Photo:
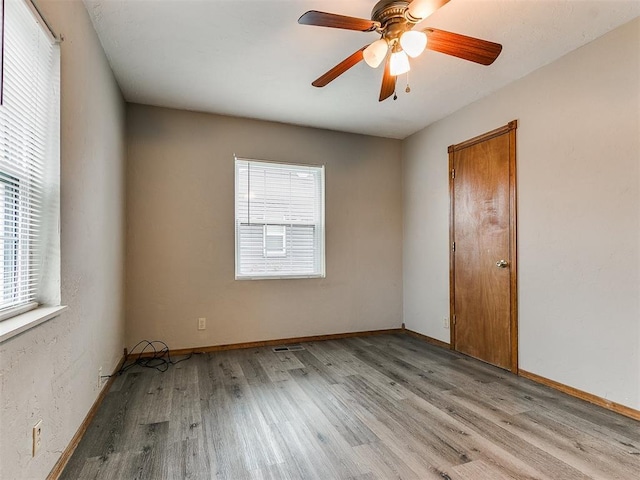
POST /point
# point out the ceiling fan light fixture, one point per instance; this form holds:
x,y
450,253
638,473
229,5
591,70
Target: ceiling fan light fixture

* _BRIEF_
Could you write out the data again with every "ceiling fan light fixture" switched to "ceiling lamp", keeping everything else the same and leaving the pictures out?

* _ANSWER IN FULL_
Photo:
POST /point
# point out the ceiling lamp, one point per instance; this form holds:
x,y
450,253
638,473
229,5
591,70
Target: ceiling lamp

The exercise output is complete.